Of the records below, reproduce only the span that opens with the line containing "Can you find the young boy" and closes with the last line.

[Image point grounding data]
------------------------------------------------------------------------

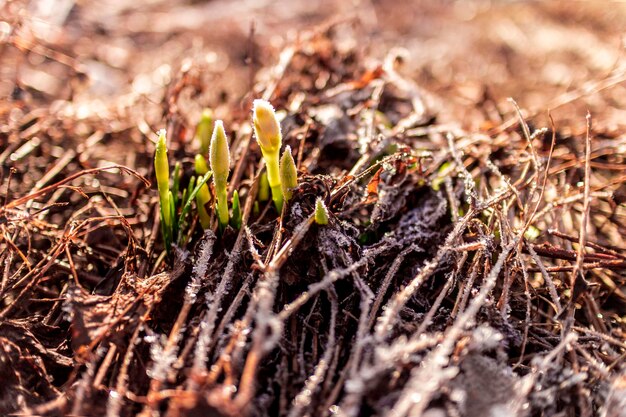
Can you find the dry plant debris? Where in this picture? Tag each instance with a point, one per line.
(419, 266)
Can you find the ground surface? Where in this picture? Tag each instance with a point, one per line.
(474, 263)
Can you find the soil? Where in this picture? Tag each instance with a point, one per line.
(470, 155)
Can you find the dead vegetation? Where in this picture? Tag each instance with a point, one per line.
(466, 269)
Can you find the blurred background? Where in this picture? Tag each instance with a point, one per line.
(114, 59)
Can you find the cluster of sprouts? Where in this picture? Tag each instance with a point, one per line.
(280, 178)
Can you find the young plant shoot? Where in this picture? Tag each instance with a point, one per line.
(288, 174)
(321, 212)
(219, 159)
(204, 129)
(162, 171)
(269, 138)
(235, 220)
(264, 188)
(203, 196)
(200, 165)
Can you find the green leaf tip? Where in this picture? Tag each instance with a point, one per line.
(219, 155)
(219, 160)
(162, 172)
(235, 220)
(269, 138)
(200, 165)
(264, 188)
(202, 199)
(321, 212)
(266, 126)
(288, 174)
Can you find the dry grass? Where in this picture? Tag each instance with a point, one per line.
(473, 263)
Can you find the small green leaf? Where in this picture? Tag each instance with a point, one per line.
(321, 212)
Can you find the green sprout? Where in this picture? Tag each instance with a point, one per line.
(219, 159)
(203, 131)
(321, 212)
(235, 220)
(162, 170)
(288, 174)
(200, 165)
(269, 138)
(264, 188)
(204, 196)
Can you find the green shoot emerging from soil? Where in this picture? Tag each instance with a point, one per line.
(321, 212)
(264, 188)
(219, 159)
(162, 170)
(288, 174)
(235, 220)
(269, 138)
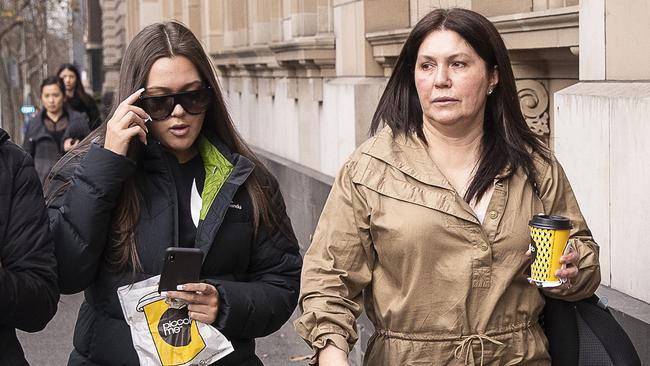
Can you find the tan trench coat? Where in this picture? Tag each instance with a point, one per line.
(440, 287)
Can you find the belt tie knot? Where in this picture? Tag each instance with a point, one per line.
(465, 346)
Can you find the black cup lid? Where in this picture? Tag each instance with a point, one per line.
(555, 222)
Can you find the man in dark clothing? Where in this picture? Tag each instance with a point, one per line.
(28, 282)
(55, 130)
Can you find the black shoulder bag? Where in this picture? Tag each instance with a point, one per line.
(585, 333)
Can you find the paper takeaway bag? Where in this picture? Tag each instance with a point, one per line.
(166, 336)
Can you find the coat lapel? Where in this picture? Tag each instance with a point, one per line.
(215, 212)
(407, 154)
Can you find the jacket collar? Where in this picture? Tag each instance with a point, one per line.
(408, 154)
(4, 136)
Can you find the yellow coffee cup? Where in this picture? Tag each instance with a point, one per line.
(549, 237)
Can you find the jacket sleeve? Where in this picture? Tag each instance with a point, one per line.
(80, 214)
(262, 305)
(338, 266)
(28, 283)
(558, 199)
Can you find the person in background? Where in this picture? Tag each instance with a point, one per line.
(76, 96)
(56, 128)
(426, 226)
(168, 168)
(28, 281)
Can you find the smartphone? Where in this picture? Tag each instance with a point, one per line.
(181, 266)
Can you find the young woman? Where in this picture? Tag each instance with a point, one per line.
(55, 129)
(169, 169)
(426, 224)
(76, 96)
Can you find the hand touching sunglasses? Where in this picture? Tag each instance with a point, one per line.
(159, 107)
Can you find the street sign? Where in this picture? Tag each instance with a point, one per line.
(27, 109)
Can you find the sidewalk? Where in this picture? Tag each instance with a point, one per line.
(52, 346)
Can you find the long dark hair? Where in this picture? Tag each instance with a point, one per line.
(160, 40)
(507, 140)
(79, 90)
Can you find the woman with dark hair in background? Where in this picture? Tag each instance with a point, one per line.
(76, 95)
(428, 220)
(168, 168)
(56, 128)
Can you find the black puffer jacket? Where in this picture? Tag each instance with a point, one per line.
(40, 144)
(257, 276)
(28, 284)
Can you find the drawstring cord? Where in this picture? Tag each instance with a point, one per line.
(466, 346)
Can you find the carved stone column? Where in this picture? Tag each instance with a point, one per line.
(533, 99)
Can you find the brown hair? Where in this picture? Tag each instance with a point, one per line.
(507, 140)
(160, 40)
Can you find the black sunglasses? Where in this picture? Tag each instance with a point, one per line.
(159, 107)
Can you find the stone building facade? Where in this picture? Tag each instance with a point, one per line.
(303, 77)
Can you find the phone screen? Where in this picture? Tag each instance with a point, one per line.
(181, 266)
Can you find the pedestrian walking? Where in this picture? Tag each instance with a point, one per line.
(55, 130)
(28, 282)
(76, 96)
(168, 169)
(428, 220)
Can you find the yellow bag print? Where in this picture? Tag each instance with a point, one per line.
(163, 335)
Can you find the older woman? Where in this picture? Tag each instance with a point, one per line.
(426, 224)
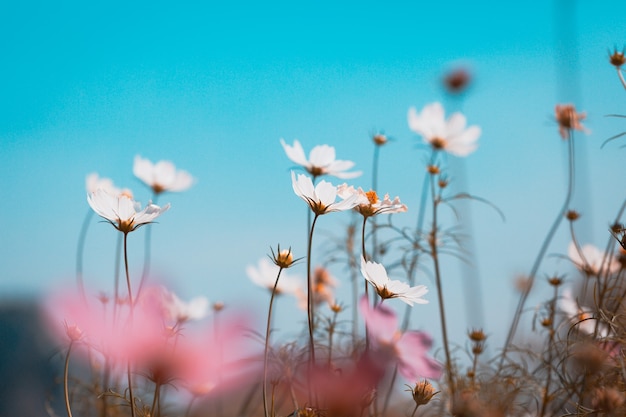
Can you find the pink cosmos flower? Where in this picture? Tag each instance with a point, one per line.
(321, 161)
(123, 338)
(408, 350)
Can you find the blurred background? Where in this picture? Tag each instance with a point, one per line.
(213, 86)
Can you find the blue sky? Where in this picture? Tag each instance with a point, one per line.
(213, 87)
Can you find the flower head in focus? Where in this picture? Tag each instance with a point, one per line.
(568, 119)
(408, 350)
(581, 317)
(162, 176)
(376, 275)
(369, 204)
(321, 160)
(450, 135)
(590, 259)
(122, 211)
(264, 275)
(320, 198)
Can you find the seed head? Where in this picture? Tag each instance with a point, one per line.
(380, 139)
(572, 215)
(617, 58)
(423, 392)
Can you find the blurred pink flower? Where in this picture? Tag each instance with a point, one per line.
(408, 350)
(136, 338)
(376, 275)
(321, 161)
(174, 309)
(219, 359)
(162, 176)
(122, 211)
(320, 198)
(450, 135)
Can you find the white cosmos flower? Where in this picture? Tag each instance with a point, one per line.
(264, 275)
(321, 198)
(448, 135)
(591, 259)
(122, 211)
(321, 160)
(581, 317)
(162, 176)
(376, 275)
(368, 202)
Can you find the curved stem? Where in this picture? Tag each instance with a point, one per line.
(542, 250)
(309, 299)
(146, 251)
(267, 342)
(132, 307)
(442, 314)
(80, 247)
(65, 382)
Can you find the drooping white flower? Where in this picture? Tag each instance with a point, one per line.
(368, 202)
(122, 211)
(582, 317)
(174, 309)
(264, 275)
(450, 135)
(589, 259)
(321, 160)
(376, 275)
(321, 197)
(162, 176)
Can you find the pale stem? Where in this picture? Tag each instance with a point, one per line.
(546, 392)
(65, 383)
(147, 251)
(267, 342)
(80, 247)
(132, 307)
(442, 314)
(542, 251)
(309, 300)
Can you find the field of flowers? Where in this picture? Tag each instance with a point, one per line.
(136, 349)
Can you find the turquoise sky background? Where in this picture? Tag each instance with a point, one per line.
(85, 87)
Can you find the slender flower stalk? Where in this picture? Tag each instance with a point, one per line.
(442, 313)
(542, 251)
(267, 343)
(65, 380)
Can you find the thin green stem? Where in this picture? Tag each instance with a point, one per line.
(80, 247)
(132, 307)
(147, 251)
(309, 300)
(155, 400)
(267, 343)
(542, 251)
(65, 382)
(442, 313)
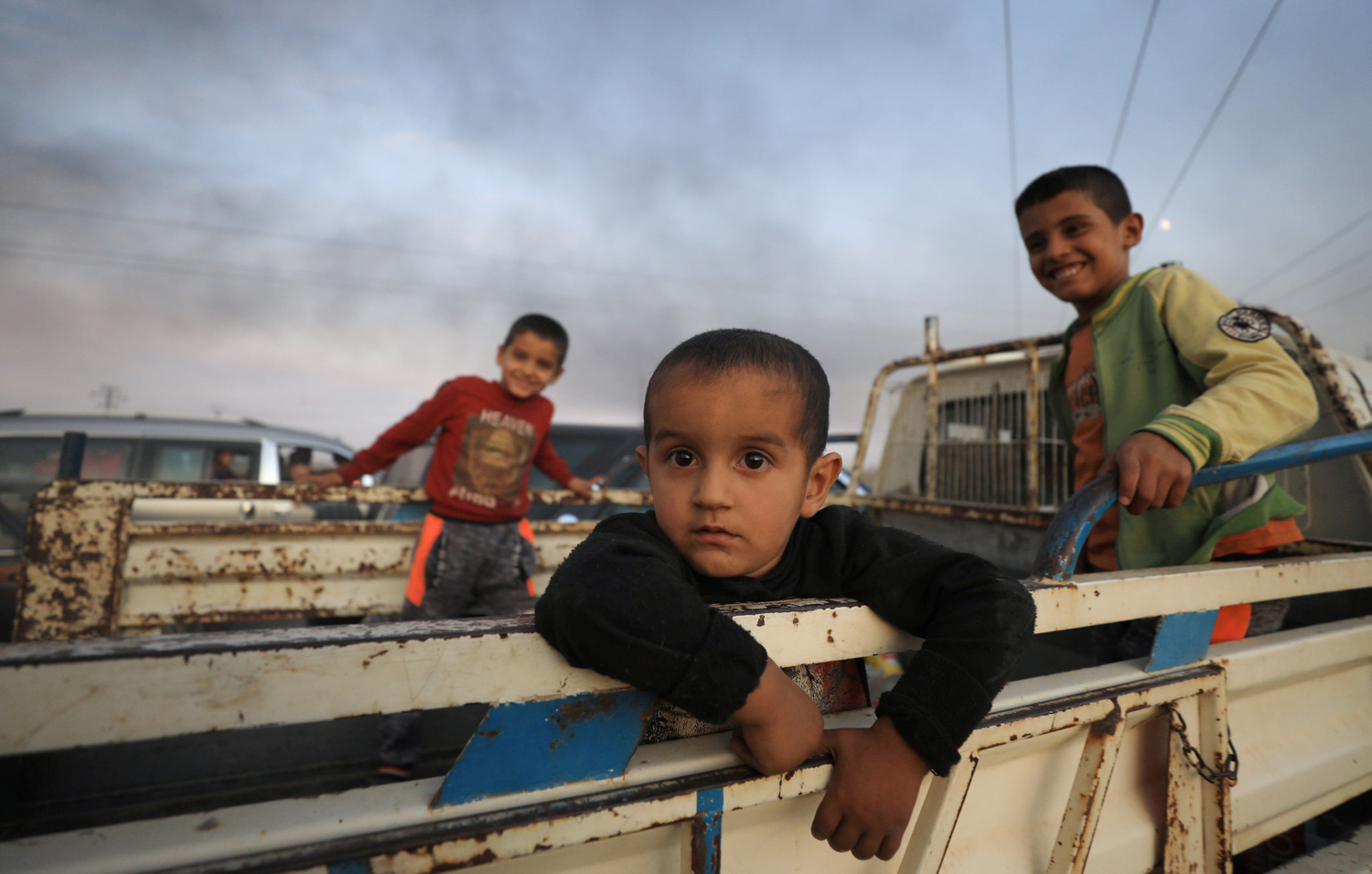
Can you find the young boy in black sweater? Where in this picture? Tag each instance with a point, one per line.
(734, 425)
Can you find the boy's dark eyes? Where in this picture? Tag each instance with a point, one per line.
(755, 461)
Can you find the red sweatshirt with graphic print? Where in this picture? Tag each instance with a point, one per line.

------------------------------------------------------------------------

Output for this task
Can you find the young boy in black sweater? Where in this picture? Tag each instance with a point, one per line.
(734, 425)
Can you find the boy's dark eyes? Where in this picture? Tag each instance with a point, one per line.
(755, 461)
Can you find the red sweatshirt with graphic print? Where in this picture? Tag each instance with a point, one per line.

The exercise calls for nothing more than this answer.